Exercise objective -> In the entries below, find the lines that contain the word "player" and copy them.

══ Data for processing

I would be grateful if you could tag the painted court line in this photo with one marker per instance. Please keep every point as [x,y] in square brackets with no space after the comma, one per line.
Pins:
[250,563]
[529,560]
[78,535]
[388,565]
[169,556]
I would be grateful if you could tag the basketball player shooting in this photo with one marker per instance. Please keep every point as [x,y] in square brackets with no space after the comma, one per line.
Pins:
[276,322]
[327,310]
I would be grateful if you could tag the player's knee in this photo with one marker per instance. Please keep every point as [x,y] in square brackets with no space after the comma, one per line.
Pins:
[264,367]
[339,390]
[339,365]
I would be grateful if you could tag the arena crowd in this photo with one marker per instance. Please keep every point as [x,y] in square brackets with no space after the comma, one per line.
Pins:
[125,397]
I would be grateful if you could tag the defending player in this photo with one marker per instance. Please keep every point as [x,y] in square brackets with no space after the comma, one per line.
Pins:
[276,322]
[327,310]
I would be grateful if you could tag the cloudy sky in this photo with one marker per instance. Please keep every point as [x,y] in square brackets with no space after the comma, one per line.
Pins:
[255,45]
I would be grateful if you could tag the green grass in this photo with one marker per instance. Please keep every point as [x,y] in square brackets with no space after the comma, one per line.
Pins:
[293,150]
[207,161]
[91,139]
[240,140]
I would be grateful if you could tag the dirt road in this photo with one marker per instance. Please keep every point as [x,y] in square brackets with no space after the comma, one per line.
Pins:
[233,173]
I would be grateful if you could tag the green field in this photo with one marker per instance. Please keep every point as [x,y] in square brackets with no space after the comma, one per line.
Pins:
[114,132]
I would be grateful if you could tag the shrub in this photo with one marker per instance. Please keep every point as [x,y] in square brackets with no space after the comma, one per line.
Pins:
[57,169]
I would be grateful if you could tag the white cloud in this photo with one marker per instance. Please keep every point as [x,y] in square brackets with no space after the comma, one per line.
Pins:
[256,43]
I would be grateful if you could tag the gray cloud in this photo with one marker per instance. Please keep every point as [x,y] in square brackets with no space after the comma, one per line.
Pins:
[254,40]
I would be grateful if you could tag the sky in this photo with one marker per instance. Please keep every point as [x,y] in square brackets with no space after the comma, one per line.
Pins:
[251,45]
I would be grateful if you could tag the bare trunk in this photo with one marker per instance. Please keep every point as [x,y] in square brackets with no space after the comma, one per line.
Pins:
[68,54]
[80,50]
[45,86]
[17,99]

════

Exercise solution ->
I would be grateful if you could tag the basketball player shooting in this photo with one marker per instance. Please keep every point as [x,y] in square brackets with no space after the comma, one per line.
I would be grateful if you could tag the player's knee in this photo with one marker per instance. Please keep every point as [x,y] in square brackets with no space after the comma, one per line.
I would be grateful if you could tag the defending player in this photo with one marker per instance. Please keep every point as [x,y] in square brackets with no space after the comma, one per line.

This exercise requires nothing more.